**Texto de partida**
»»

Diário do Alentejo

Os campos do Baixo Alentejo na década de 1950 revisitados

09 de agosto 2019 - 12:00

A exposição “Os Campos do Baixo Alentejo da década de 1950”, organizada pelo Museu da Ruralidade, do município de Castro Verde, já foi inaugurada em Entradas, no espaço do Pavilhão de Reservas daquele museu. A exposição tem a coordenação científica de Constantino Piçarra, investigador do Instituto de História Contemporânea da Universidade Nova de Lisboa.

 

Texto Carlos Lopes Pereira

Os museus “são lugares de memória, competindo-lhes socializá-las não só sob a forma de divulgação dos respetivos acervos, mas também, e sobretudo, produzindo conhecimento sobre as temáticas que tratam, pois só este caminho poderá levar à compreensão do passado que os museus encerram”, explica Constantino Piçarra. E defende que “mais importante do que recordar o passado, é compreendê-lo”.

É, pois, com este duplo objetivo que o Museu da Ruralidade organiza a exposição. Pretende mostrar um conjunto de peças relacionadas com as atividades agrícolas do Baixo Alentejo da década de 1950 e traçar um quadro explicativo da agricultura e da sociedade rural deste período em três áreas: estrutura fundiária, modos de produção e condições de vida dos trabalhadores do campo.

A exposição visa ainda um terceiro objetivo, que é dar a conhecer o Pavilhão de Reservas do Museu da Ruralidade, espaço que ficou concluído neste ano de 2019 e que é um equipamento fundamental para a guarda e recuperação das diferentes peças que constituem o acervo do museu, que tem como temática a sociedade rural do Baixo Alentejo e como período cronológico o tempo que vai de finais do século XIX até aos anos 70 do século XX.

 

O “Diário do Alentejo” colocou a Constantino Piçarra seis questões sobre os campos do Baixo Alentejo na década de 1950, o tema da exposição.

««

**Entradas em bruto**
»»

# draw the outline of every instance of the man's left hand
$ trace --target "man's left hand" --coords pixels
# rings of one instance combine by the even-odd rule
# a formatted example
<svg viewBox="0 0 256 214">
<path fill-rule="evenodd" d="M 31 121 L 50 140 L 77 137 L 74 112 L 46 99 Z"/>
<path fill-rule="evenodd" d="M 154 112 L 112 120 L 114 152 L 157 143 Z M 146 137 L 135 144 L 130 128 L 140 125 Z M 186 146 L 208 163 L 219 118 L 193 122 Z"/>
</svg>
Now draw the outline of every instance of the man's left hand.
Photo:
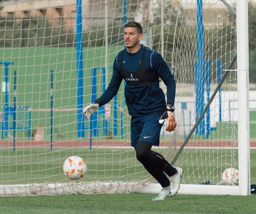
<svg viewBox="0 0 256 214">
<path fill-rule="evenodd" d="M 171 132 L 173 131 L 176 127 L 177 122 L 174 117 L 174 114 L 172 111 L 167 111 L 168 117 L 166 119 L 166 131 Z"/>
</svg>

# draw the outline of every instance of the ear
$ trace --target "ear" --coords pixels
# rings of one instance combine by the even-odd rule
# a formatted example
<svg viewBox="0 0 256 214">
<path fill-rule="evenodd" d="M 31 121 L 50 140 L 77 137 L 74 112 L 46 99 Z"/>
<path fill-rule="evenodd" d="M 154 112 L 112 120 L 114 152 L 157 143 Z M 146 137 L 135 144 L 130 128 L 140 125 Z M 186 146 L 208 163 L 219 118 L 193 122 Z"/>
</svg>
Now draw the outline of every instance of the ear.
<svg viewBox="0 0 256 214">
<path fill-rule="evenodd" d="M 139 40 L 140 40 L 141 39 L 142 39 L 143 36 L 143 35 L 142 33 L 139 34 Z"/>
</svg>

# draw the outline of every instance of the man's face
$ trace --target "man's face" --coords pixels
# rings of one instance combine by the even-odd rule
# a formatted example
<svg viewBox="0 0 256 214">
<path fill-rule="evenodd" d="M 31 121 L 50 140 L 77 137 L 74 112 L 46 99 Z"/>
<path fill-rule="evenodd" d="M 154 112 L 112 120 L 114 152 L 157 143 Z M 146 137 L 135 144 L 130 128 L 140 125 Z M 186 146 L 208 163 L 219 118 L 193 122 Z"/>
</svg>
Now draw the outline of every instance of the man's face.
<svg viewBox="0 0 256 214">
<path fill-rule="evenodd" d="M 139 34 L 135 27 L 125 28 L 124 39 L 125 44 L 127 48 L 132 48 L 139 44 L 141 38 L 142 38 L 142 34 Z"/>
</svg>

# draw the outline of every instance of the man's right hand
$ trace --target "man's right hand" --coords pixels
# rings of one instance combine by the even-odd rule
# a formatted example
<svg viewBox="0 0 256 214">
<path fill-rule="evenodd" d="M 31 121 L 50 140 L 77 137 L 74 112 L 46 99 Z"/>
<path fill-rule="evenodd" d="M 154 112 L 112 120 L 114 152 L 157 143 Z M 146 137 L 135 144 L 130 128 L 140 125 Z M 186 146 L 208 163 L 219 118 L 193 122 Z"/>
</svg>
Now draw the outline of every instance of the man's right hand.
<svg viewBox="0 0 256 214">
<path fill-rule="evenodd" d="M 86 106 L 83 110 L 83 114 L 87 120 L 90 119 L 90 117 L 99 108 L 99 104 L 97 103 L 91 103 L 90 105 Z"/>
</svg>

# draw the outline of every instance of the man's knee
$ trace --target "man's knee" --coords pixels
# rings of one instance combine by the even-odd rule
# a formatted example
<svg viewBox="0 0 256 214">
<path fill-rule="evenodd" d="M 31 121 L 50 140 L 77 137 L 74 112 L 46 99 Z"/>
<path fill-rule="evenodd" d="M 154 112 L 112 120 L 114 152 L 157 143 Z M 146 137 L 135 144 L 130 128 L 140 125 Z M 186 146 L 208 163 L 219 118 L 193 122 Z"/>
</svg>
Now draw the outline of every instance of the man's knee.
<svg viewBox="0 0 256 214">
<path fill-rule="evenodd" d="M 151 151 L 151 145 L 148 142 L 140 142 L 135 149 L 136 158 L 139 160 L 146 159 L 148 153 Z"/>
</svg>

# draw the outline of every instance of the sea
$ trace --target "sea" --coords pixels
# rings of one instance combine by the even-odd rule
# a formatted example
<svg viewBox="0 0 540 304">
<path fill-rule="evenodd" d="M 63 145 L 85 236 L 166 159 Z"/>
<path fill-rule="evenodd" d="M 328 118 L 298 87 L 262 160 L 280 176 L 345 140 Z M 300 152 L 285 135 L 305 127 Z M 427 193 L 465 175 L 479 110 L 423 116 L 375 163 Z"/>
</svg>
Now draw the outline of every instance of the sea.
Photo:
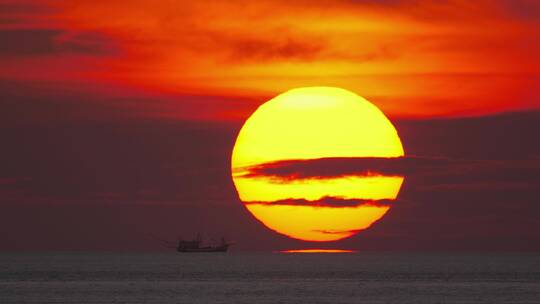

««

**Requisitos do exercício**
[a] Reescreva de forma mais breve o parágrafo do texto de partida que começa por "É, pois, com este duplo objetivo", conservando os factos principais.
[b] Transcreva do texto de partida o trecho que vai de "É, pois, com" a "trabalhadores do campo.".
[c] Traduza para inglês esta frase do texto de partida: "A exposição tem a coordenação científica de Constantino Piçarra, investigador do Instituto de História Contemporânea da Universidade Nova de Lisboa."
Responda recorrendo apenas ao texto de partida.

**Respostas às tarefas**
[a] O Museu da Ruralidade organiza a exposição com dois objetivos. O primeiro é mostrar peças ligadas às atividades agrícolas do Baixo Alentejo na década de 1950. O segundo é explicar a agricultura e a sociedade rural desse período em três áreas: estrutura fundiária, modos de produção e condições de vida dos trabalhadores do campo.

[b]
É, pois, com este duplo objetivo que o Museu da Ruralidade organiza a exposição. Pretende mostrar um conjunto de peças relacionadas com as atividades agrícolas do Baixo Alentejo da década de 1950 e traçar um quadro explicativo da agricultura e da sociedade rural deste período em três áreas: estrutura fundiária, modos de produção e condições de vida dos trabalhadores do campo.

[c] The exhibition is under the scientific coordination of Constantino Piçarra, a researcher at the Institute of Contemporary History of the Universidade Nova de Lisboa.